WORKING DATA.
● ● ● ● ● ● ●

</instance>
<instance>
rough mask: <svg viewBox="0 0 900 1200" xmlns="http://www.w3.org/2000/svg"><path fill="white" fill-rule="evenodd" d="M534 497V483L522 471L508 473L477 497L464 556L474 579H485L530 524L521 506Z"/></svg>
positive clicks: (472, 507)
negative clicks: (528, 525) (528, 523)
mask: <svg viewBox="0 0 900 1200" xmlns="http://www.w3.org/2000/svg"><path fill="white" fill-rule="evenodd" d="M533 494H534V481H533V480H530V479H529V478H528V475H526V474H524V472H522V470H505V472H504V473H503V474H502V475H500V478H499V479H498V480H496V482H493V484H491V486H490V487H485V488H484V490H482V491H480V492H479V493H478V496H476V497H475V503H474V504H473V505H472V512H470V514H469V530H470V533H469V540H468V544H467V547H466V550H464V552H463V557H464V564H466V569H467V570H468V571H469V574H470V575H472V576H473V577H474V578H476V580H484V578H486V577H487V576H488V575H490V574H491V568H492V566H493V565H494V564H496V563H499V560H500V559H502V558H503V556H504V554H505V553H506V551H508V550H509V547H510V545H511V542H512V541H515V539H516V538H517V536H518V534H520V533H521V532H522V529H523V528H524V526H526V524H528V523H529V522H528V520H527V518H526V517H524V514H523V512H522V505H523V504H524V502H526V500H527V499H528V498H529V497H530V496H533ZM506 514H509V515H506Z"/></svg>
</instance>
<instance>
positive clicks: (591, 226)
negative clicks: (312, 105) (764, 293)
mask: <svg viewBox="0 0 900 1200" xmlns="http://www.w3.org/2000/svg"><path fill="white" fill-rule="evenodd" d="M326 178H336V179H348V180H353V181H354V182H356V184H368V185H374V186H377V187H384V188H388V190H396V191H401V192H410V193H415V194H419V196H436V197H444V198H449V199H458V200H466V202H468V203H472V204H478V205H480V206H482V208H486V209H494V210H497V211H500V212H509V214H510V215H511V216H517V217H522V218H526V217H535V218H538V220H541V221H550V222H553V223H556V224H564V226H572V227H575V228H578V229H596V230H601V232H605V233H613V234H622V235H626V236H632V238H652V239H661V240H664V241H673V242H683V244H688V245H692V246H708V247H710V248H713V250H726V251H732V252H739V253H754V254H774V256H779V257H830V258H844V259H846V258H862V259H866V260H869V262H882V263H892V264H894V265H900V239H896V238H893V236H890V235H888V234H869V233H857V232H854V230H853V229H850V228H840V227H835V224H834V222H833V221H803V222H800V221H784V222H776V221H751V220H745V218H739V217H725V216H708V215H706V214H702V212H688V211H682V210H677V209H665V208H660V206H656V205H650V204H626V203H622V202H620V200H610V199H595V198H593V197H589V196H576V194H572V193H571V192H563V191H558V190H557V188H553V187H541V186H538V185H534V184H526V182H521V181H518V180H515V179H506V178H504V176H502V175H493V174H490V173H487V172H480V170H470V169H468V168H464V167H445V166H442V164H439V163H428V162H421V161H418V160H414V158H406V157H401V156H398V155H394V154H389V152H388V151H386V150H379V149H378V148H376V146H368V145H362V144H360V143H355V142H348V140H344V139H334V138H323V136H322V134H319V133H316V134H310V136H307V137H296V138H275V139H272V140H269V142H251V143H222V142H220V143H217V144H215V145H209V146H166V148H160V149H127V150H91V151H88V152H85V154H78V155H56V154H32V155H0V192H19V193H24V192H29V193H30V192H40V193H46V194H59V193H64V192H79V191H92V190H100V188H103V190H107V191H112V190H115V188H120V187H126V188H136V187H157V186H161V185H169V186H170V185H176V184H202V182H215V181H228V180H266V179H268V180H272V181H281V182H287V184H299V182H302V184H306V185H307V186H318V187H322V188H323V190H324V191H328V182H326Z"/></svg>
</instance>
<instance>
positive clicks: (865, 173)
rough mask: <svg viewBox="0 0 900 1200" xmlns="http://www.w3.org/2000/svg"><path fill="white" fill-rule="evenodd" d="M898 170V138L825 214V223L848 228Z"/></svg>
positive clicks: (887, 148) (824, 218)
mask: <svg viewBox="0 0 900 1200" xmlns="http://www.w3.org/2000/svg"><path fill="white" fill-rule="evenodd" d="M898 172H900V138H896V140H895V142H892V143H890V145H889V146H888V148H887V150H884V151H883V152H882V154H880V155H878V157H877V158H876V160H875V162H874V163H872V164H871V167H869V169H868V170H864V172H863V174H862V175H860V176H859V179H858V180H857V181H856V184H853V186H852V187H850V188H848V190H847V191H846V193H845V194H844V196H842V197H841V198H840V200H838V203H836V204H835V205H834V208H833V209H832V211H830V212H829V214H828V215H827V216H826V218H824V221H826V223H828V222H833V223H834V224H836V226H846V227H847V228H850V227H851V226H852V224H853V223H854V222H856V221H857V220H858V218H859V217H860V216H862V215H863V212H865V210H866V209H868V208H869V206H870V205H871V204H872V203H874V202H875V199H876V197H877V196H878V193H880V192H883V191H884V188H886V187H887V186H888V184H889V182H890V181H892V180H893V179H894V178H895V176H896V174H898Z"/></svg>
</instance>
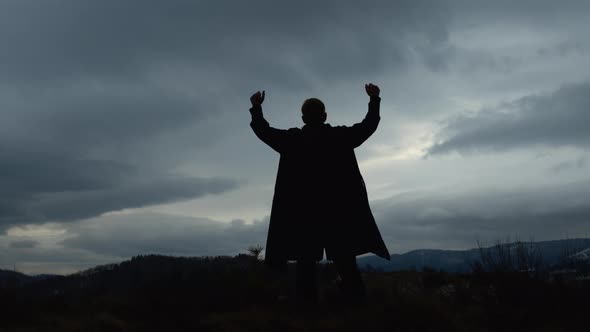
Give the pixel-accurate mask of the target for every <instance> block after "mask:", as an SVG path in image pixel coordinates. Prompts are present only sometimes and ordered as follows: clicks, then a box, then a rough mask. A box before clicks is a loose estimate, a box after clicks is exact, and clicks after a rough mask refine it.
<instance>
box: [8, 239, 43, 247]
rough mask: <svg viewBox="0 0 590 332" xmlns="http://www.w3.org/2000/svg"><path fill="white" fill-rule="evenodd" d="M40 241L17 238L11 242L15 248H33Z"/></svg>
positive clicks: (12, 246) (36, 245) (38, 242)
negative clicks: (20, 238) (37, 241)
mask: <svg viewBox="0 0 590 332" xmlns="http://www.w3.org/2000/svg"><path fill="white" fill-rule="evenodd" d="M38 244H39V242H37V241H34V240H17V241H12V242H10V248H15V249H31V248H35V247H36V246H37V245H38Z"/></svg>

● ● ● ● ● ● ●

ACTION ITEM. Make an exact copy of all entries above, dropping the images.

RESULT FOR THIS EXERCISE.
</instance>
<instance>
rough mask: <svg viewBox="0 0 900 1200" xmlns="http://www.w3.org/2000/svg"><path fill="white" fill-rule="evenodd" d="M534 497V483L522 471L508 473L477 497L464 556L474 579H485L530 524L521 506Z"/></svg>
positive clicks: (472, 507)
negative clicks: (528, 525) (528, 523)
mask: <svg viewBox="0 0 900 1200" xmlns="http://www.w3.org/2000/svg"><path fill="white" fill-rule="evenodd" d="M533 494H534V481H533V480H530V479H529V478H528V475H526V474H524V472H522V470H505V472H504V473H503V474H502V475H500V478H499V479H498V480H496V482H493V484H491V486H490V487H485V488H484V490H482V491H480V492H479V493H478V496H476V497H475V503H474V504H473V505H472V512H470V514H469V530H470V533H469V540H468V544H467V547H466V550H464V552H463V557H464V564H466V569H467V570H468V571H469V574H470V575H472V576H473V577H474V578H476V580H484V578H486V577H487V576H488V575H490V574H491V568H492V566H493V565H494V564H496V563H499V560H500V559H502V558H503V556H504V554H505V553H506V551H508V550H509V547H510V545H511V542H512V541H515V539H516V538H517V536H518V534H520V533H521V532H522V529H523V528H524V526H526V524H528V523H529V522H528V520H527V518H526V517H524V514H523V512H522V505H523V504H524V502H526V500H527V499H528V498H529V497H530V496H533ZM506 514H509V515H506Z"/></svg>
</instance>
<instance>
positive clicks: (591, 226)
negative clicks: (312, 105) (764, 293)
mask: <svg viewBox="0 0 900 1200" xmlns="http://www.w3.org/2000/svg"><path fill="white" fill-rule="evenodd" d="M326 178H336V179H348V180H353V181H354V182H356V184H368V185H374V186H377V187H384V188H388V190H396V191H401V192H410V193H415V194H419V196H436V197H444V198H449V199H458V200H466V202H468V203H472V204H478V205H480V206H482V208H486V209H494V210H497V211H500V212H509V214H510V215H511V216H517V217H522V218H526V217H535V218H538V220H541V221H550V222H553V223H556V224H564V226H572V227H575V228H578V229H596V230H601V232H605V233H613V234H622V235H626V236H632V238H652V239H661V240H664V241H673V242H683V244H688V245H692V246H708V247H710V248H713V250H726V251H732V252H739V253H754V254H774V256H779V257H830V258H844V259H846V258H862V259H866V260H869V262H882V263H892V264H894V265H900V239H896V238H893V236H890V235H888V234H869V233H857V232H854V230H853V229H850V228H840V227H835V224H834V222H833V221H803V222H800V221H784V222H776V221H751V220H745V218H739V217H725V216H708V215H706V214H702V212H688V211H682V210H677V209H665V208H660V206H656V205H650V204H626V203H622V202H620V200H610V199H595V198H593V197H589V196H576V194H572V193H571V192H563V191H558V190H557V188H553V187H541V186H538V185H534V184H526V182H521V181H518V180H515V179H506V178H504V176H502V175H493V174H490V173H487V172H480V170H470V169H468V168H464V167H445V166H442V164H439V163H428V162H421V161H418V160H414V158H406V157H401V156H398V155H394V154H389V152H388V151H386V150H379V149H378V148H376V146H368V145H362V144H360V143H355V142H348V140H344V139H334V138H323V136H322V134H319V133H316V134H310V136H307V137H296V138H275V139H272V140H269V142H251V143H222V142H220V143H217V144H215V145H209V146H166V148H160V149H127V150H91V151H88V152H85V154H78V155H56V154H32V155H0V192H19V193H24V192H29V193H30V192H40V193H46V194H59V193H64V192H79V191H92V190H100V188H103V190H107V191H112V190H115V188H120V187H126V188H136V187H157V186H161V185H169V186H170V185H176V184H202V182H215V181H228V180H266V179H268V180H272V181H281V182H287V184H299V182H302V184H306V185H307V186H318V187H322V188H323V190H324V191H328V182H326Z"/></svg>
</instance>
<instance>
positive clicks: (865, 173)
rough mask: <svg viewBox="0 0 900 1200" xmlns="http://www.w3.org/2000/svg"><path fill="white" fill-rule="evenodd" d="M898 170V138L825 214V223L848 228Z"/></svg>
positive clicks: (887, 148) (824, 218)
mask: <svg viewBox="0 0 900 1200" xmlns="http://www.w3.org/2000/svg"><path fill="white" fill-rule="evenodd" d="M898 172H900V138H896V140H895V142H892V143H890V145H889V146H888V148H887V150H884V151H883V152H882V154H880V155H878V157H877V158H876V160H875V162H874V163H872V164H871V167H869V169H868V170H864V172H863V174H862V175H860V176H859V179H858V180H857V181H856V184H853V186H852V187H850V188H848V190H847V191H846V193H845V194H844V196H842V197H841V198H840V200H838V203H836V204H835V205H834V208H833V209H832V211H830V212H829V214H828V215H827V216H826V218H824V221H826V223H828V222H833V223H834V224H836V226H846V227H847V228H850V227H851V226H852V224H853V223H854V222H856V221H857V220H858V218H859V217H860V216H862V215H863V212H865V210H866V209H868V208H869V206H870V205H871V204H872V203H874V202H875V199H876V197H877V196H878V193H880V192H883V191H884V188H886V187H887V186H888V184H889V182H890V181H892V180H893V179H894V178H895V176H896V174H898Z"/></svg>
</instance>
Give the pixel-accurate mask of the target for every <instance> block after "mask:", as an SVG path in image pixel coordinates. Prompts are present only sometimes and ordered as follows: clicks, then a box, then a rough mask. A box before clicks is a loose estimate, a box after clicks is exact, and clicks after a rough mask refine it.
<instance>
box: [8, 239, 43, 247]
rough mask: <svg viewBox="0 0 590 332" xmlns="http://www.w3.org/2000/svg"><path fill="white" fill-rule="evenodd" d="M40 241L17 238L11 242L15 248H33Z"/></svg>
positive clicks: (12, 246) (36, 245) (38, 242)
negative clicks: (20, 238) (37, 241)
mask: <svg viewBox="0 0 590 332" xmlns="http://www.w3.org/2000/svg"><path fill="white" fill-rule="evenodd" d="M38 244H39V242H37V241H34V240H17V241H12V242H10V248H15V249H31V248H35V247H36V246H37V245H38Z"/></svg>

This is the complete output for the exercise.